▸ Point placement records
☆ ☆ ☆ ☆

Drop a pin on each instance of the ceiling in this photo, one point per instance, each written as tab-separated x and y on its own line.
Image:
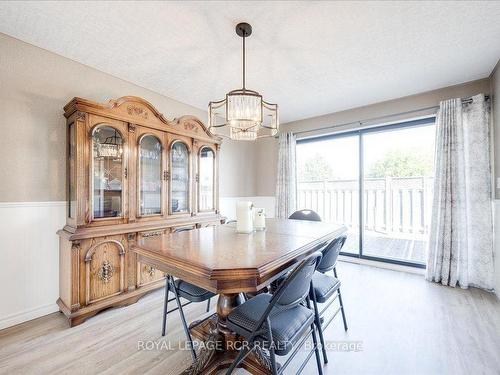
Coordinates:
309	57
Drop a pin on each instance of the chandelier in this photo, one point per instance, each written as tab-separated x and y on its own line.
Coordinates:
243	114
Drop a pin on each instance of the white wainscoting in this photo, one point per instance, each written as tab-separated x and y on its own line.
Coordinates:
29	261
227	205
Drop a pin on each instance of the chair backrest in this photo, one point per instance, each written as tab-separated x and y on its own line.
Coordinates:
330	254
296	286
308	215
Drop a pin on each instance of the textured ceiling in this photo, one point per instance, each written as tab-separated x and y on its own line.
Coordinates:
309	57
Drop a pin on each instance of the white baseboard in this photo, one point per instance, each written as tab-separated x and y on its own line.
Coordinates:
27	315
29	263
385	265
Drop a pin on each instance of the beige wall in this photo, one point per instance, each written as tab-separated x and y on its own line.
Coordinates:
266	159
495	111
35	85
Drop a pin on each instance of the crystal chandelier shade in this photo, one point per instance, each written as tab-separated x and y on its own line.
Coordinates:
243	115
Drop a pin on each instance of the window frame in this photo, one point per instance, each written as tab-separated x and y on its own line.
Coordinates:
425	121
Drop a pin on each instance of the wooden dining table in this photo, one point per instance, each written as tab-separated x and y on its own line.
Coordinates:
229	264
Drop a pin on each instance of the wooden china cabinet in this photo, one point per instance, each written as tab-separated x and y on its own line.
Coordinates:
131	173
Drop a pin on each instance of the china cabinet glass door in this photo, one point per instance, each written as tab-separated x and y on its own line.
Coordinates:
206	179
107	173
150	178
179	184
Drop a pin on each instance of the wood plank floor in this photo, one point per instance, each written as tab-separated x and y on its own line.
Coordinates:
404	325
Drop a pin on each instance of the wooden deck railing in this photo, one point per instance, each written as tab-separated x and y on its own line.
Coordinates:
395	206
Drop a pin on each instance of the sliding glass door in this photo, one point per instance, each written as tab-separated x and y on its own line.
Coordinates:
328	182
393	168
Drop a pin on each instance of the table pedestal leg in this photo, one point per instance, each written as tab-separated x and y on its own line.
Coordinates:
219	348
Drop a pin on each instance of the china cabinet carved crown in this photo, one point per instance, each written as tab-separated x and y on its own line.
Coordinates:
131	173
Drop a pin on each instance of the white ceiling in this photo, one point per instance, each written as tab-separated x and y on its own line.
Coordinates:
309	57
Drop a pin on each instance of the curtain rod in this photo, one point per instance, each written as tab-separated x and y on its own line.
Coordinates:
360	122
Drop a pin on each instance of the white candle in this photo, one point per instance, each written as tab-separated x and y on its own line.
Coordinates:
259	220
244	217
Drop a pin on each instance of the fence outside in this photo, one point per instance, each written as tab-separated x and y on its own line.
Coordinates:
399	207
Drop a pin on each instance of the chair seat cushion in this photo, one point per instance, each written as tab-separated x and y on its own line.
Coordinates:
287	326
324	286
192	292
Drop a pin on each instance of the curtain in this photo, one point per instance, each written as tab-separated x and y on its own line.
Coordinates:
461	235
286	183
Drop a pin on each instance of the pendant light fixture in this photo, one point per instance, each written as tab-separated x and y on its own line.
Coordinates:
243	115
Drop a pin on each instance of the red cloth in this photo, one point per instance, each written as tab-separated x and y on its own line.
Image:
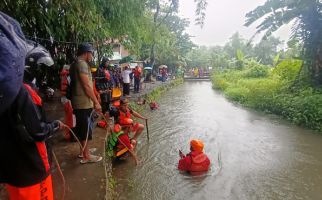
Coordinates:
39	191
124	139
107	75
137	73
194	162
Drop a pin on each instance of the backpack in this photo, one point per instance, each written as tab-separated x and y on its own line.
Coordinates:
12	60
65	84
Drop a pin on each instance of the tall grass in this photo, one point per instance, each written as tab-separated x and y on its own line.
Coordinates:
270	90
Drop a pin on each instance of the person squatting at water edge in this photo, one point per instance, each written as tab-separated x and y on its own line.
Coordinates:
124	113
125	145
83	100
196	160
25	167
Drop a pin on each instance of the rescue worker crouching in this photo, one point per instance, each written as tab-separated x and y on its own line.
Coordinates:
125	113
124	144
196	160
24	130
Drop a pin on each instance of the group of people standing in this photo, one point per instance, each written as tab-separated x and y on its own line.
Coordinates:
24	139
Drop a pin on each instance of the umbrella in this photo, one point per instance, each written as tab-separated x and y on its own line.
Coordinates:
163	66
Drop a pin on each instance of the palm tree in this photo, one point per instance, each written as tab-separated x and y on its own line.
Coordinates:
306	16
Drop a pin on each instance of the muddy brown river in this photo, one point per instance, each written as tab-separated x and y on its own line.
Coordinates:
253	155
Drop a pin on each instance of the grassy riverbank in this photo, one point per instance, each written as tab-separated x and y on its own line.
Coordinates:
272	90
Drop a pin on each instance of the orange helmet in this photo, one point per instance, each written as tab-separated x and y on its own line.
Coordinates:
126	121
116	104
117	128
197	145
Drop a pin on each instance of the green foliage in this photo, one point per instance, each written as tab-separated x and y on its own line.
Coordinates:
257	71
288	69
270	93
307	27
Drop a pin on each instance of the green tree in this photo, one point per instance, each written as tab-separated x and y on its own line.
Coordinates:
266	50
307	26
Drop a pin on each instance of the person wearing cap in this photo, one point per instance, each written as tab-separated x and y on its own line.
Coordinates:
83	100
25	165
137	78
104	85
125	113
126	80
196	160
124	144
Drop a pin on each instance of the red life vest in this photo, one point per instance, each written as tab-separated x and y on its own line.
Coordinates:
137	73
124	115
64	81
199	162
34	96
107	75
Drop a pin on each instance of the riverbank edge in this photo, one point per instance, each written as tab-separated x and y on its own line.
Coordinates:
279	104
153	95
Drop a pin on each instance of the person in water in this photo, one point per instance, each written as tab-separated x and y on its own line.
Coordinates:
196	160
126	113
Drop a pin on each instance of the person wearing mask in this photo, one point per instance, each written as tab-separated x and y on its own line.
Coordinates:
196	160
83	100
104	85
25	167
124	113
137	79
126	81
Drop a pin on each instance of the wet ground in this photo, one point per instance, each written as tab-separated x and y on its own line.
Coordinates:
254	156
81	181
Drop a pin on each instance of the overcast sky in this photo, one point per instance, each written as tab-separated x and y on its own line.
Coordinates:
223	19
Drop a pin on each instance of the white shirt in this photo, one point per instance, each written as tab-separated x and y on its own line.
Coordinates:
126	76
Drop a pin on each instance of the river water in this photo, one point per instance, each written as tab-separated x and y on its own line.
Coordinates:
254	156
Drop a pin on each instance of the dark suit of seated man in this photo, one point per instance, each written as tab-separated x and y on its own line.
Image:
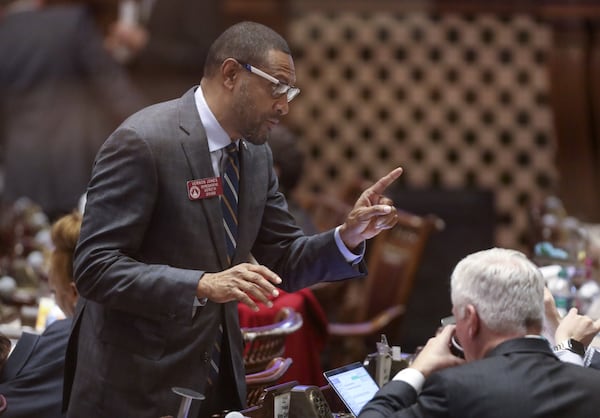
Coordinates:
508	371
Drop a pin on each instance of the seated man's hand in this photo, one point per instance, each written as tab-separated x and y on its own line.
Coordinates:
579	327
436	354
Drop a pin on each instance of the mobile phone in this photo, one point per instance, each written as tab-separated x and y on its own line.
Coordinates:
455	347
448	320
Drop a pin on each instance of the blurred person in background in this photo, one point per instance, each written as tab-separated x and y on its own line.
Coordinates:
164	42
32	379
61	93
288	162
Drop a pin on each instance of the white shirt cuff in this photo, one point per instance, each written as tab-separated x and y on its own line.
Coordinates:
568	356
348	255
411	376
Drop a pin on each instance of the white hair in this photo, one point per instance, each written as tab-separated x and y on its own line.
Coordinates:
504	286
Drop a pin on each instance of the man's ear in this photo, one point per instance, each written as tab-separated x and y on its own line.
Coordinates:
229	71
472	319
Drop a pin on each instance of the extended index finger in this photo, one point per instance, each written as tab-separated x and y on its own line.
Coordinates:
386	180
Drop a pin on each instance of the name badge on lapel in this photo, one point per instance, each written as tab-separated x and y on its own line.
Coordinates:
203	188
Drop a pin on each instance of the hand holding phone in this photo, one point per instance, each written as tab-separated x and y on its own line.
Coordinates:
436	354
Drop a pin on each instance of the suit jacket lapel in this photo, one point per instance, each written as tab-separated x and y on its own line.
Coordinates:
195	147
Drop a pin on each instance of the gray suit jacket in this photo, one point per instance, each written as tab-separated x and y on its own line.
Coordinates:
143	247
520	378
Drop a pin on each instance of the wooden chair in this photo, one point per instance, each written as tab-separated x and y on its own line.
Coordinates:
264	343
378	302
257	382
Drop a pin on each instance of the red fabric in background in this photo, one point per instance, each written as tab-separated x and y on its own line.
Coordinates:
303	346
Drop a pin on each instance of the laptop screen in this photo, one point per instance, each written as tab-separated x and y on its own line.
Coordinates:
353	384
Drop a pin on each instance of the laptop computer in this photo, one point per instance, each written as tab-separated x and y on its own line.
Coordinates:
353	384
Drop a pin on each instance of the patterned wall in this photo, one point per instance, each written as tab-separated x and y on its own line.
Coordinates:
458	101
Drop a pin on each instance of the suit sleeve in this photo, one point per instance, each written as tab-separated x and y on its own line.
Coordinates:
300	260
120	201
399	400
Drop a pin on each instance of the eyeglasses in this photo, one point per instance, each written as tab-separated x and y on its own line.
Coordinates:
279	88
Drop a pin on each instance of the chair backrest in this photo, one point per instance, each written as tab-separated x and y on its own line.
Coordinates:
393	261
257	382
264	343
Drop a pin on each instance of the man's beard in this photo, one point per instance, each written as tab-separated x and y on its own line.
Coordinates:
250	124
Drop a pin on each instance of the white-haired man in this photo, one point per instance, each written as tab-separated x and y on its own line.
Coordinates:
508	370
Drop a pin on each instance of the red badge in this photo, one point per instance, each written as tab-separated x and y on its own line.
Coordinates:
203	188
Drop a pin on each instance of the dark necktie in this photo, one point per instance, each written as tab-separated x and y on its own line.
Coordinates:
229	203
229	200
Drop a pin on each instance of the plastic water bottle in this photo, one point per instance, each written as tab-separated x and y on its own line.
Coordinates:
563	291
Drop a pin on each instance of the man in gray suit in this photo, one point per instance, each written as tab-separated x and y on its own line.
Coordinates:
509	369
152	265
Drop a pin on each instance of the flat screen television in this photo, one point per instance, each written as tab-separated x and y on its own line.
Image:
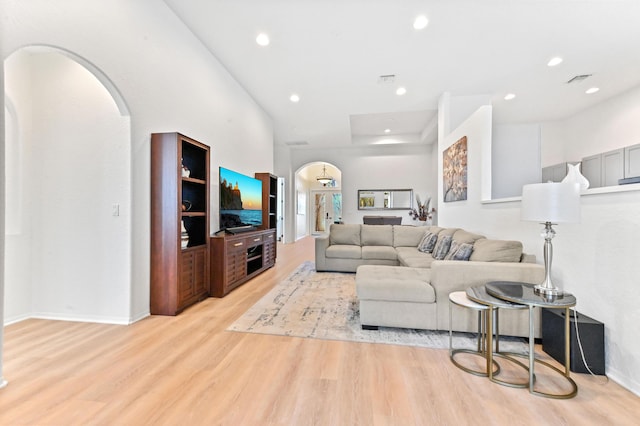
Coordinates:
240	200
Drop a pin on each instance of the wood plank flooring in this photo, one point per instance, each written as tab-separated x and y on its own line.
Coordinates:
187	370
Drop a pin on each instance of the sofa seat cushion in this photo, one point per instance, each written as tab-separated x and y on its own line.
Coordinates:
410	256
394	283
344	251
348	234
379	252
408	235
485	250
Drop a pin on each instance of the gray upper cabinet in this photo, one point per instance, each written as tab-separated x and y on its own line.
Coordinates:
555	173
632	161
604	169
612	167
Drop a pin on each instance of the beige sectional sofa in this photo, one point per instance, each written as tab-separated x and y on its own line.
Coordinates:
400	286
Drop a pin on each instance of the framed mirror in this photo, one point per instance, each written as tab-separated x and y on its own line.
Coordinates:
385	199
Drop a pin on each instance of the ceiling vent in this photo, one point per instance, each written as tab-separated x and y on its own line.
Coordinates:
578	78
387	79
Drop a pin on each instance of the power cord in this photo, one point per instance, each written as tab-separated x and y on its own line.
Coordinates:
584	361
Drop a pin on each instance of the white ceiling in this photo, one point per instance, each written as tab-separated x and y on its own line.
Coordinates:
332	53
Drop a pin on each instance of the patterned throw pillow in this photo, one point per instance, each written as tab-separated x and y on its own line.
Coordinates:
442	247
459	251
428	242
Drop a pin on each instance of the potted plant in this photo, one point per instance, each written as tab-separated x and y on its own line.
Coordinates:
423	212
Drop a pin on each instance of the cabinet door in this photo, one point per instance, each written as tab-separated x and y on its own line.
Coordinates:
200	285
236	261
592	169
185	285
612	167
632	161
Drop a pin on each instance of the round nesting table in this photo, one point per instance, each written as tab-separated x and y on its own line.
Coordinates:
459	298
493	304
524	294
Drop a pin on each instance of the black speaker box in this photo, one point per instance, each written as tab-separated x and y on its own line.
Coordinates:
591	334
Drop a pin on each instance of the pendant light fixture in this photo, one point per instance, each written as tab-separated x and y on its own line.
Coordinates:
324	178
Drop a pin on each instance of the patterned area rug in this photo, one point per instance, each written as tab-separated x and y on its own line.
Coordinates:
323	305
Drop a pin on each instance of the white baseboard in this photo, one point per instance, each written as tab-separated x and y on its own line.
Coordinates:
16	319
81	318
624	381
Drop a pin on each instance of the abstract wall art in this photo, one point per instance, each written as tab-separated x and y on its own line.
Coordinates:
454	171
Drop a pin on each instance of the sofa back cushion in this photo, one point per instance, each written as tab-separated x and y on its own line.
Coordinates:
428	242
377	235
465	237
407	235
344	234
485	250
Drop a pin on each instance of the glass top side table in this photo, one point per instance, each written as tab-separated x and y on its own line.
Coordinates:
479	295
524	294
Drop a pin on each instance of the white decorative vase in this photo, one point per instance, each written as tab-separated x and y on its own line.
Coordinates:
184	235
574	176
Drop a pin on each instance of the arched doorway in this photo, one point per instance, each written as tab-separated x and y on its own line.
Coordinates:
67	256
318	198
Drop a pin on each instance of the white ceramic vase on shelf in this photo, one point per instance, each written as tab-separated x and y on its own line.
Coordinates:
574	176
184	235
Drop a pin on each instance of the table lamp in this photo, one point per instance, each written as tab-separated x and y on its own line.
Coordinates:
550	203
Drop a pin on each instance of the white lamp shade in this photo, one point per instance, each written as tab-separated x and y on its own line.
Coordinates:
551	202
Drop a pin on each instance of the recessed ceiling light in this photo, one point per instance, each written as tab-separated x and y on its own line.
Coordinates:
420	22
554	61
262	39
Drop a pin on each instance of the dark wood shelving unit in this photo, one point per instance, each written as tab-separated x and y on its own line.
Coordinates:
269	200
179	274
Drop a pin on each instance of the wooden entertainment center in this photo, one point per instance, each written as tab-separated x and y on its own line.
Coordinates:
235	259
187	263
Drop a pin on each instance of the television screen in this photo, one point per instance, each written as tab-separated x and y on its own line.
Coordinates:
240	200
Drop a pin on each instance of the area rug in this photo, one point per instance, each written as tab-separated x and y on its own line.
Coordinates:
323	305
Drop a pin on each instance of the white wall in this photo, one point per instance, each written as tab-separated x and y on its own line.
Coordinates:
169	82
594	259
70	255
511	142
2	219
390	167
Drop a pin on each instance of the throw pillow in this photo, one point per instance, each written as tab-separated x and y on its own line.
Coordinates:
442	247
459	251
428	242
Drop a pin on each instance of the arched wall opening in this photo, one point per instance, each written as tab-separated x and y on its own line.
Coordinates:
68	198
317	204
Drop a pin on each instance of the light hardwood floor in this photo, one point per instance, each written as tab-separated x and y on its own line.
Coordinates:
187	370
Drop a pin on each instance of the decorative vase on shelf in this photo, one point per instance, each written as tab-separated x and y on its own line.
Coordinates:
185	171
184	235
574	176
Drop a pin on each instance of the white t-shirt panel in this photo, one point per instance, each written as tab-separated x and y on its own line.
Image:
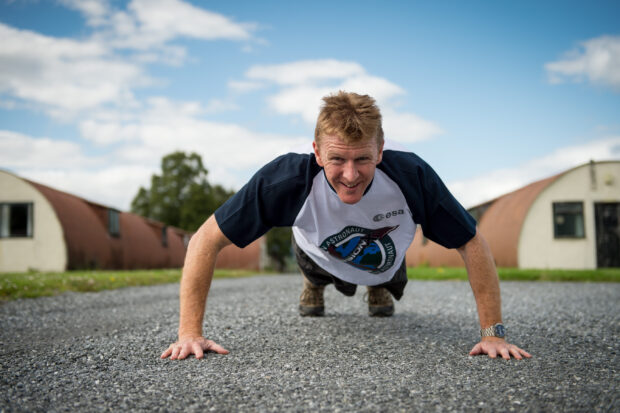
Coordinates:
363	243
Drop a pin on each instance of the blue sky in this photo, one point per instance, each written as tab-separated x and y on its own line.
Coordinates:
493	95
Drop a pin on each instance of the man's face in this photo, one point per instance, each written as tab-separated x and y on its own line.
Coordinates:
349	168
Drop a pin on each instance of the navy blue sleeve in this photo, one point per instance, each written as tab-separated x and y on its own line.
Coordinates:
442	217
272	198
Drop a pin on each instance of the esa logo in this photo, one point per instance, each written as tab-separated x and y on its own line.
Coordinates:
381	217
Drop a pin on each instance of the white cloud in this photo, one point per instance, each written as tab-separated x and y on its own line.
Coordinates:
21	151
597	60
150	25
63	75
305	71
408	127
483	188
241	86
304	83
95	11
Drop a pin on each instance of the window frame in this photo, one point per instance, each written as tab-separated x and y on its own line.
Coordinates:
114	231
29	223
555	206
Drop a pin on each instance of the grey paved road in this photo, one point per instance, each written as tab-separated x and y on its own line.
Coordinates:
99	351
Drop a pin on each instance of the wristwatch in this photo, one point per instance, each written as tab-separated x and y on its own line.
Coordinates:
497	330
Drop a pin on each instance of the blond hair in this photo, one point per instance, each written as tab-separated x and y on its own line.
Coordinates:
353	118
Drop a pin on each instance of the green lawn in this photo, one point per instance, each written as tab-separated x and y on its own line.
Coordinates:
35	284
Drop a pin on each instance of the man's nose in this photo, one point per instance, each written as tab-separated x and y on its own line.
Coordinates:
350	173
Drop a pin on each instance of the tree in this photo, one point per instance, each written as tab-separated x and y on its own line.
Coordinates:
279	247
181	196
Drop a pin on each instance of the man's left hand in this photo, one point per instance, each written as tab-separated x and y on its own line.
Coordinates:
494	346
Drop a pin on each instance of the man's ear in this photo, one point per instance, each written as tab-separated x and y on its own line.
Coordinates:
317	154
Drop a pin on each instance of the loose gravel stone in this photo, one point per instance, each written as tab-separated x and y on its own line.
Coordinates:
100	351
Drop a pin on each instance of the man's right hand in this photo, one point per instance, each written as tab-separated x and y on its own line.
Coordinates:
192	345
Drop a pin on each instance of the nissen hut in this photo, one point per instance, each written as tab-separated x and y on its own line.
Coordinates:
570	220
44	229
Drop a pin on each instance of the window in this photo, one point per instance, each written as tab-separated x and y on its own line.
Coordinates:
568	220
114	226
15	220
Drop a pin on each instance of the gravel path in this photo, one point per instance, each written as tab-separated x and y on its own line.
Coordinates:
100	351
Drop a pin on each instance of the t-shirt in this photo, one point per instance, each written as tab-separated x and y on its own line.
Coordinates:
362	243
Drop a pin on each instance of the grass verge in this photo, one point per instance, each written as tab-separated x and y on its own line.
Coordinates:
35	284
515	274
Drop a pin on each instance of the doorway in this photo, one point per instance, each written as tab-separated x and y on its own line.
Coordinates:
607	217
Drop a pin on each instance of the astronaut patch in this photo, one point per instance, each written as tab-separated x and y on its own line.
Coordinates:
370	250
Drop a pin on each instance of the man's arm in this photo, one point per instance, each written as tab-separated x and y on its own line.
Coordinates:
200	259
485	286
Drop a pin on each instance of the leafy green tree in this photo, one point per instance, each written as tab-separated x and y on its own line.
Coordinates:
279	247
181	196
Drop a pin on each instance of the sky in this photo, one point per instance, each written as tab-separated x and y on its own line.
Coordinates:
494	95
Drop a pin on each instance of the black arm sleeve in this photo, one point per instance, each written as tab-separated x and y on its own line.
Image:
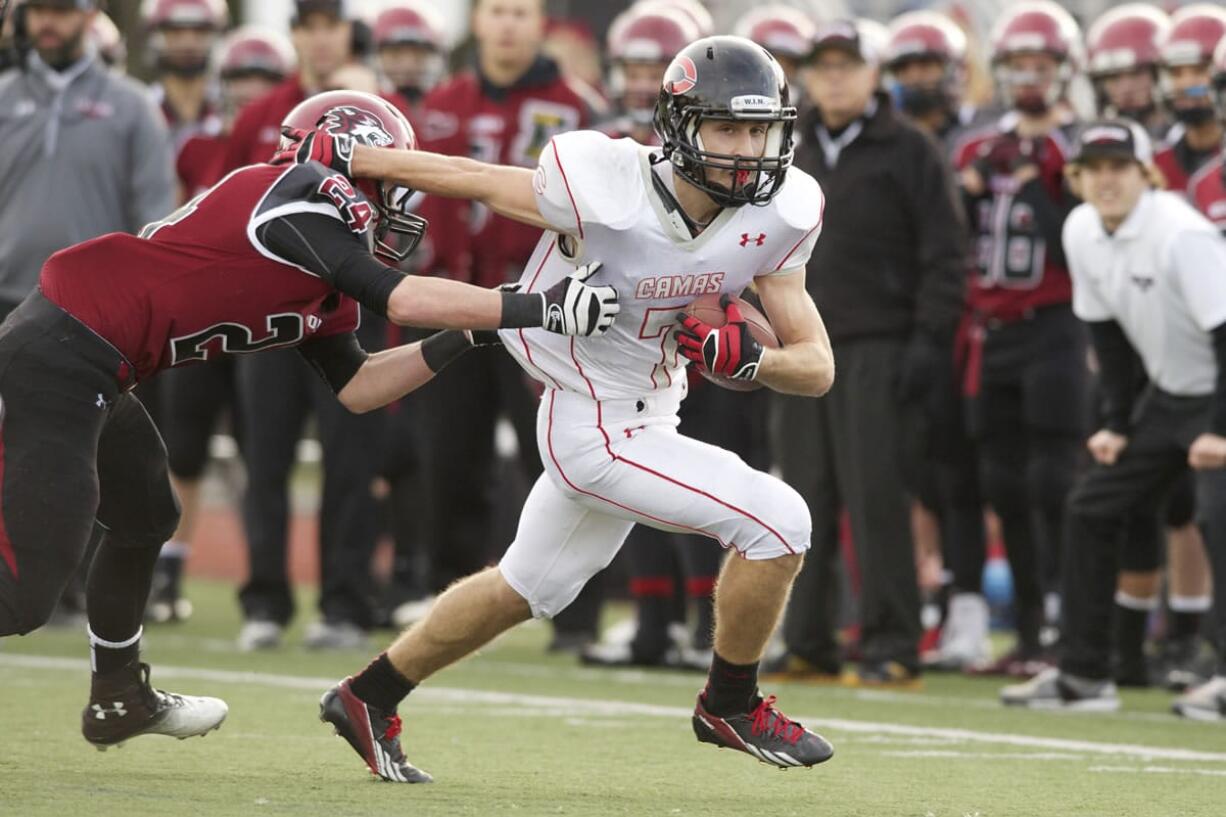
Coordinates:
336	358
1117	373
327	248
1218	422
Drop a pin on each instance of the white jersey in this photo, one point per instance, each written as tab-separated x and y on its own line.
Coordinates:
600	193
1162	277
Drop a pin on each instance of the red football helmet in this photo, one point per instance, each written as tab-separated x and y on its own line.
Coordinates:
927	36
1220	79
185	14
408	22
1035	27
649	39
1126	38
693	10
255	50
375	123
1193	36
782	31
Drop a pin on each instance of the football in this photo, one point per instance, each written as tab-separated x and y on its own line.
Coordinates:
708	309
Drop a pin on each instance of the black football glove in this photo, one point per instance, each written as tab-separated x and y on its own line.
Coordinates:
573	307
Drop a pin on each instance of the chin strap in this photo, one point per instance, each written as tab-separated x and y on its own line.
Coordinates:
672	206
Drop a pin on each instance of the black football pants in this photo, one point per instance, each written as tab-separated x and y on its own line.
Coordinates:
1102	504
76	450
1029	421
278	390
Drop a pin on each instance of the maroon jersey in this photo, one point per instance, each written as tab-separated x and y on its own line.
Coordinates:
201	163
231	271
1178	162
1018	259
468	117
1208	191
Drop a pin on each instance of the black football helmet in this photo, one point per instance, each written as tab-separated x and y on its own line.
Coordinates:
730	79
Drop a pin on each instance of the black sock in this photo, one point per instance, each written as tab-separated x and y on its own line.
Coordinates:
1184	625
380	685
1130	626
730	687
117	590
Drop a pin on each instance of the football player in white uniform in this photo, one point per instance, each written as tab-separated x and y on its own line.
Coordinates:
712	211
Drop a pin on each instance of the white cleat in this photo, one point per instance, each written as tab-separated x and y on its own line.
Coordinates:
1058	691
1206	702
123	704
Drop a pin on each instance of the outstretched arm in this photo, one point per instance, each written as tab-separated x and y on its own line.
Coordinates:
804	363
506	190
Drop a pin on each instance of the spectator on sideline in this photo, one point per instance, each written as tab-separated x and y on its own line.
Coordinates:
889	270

☆ ☆ ☆ ☆

▸ Work required
Every line from the one containing "Drop a pin on each instance of the black football pants" through the end of the entries above must be echoed exactly, with both ends kept.

▸ Final answer
Drop a pin on each instance of the black football pants in this photo, one point per instance, each written as tab-separated x and y on its own line.
Coordinates:
1102	504
76	450
1029	421
278	390
Drop a pin on each instance of the maroon jersey in this photo, one point per instance, each written as tab-separated x and y on its own line.
Coordinates:
201	163
231	271
1178	162
1018	259
468	117
1208	191
Drop a pin on each instance of the black football helmet in this photo, one point per instance, each written as tab-separated x and y on its own line.
Coordinates:
730	79
Drop a pin on each instance of the black sock in this photo, one point per instance, each written as tab-separated x and y on its own line.
Coordinates:
1184	625
380	685
1130	626
730	687
117	590
Drop a pin on each instance of the football player in white uniform in this photo, one point per instance, each written as tab-separated x and y on its own line.
Coordinates:
712	211
Drop a pin on each instance of the white cleat in this photo, one point per instance, each written as tab-separated x and y on its own line.
Coordinates:
1058	691
1206	702
123	704
Drop a pin on each instance of the outstretched arm in this photo, one point per instance, each written as tab-separated x and y on its own line.
Coordinates:
804	363
506	190
Drop a pin on each instance of the spectator on sideline in this photo, one point per instance, each written as tab-separated x and y on its own line.
Coordinates:
889	270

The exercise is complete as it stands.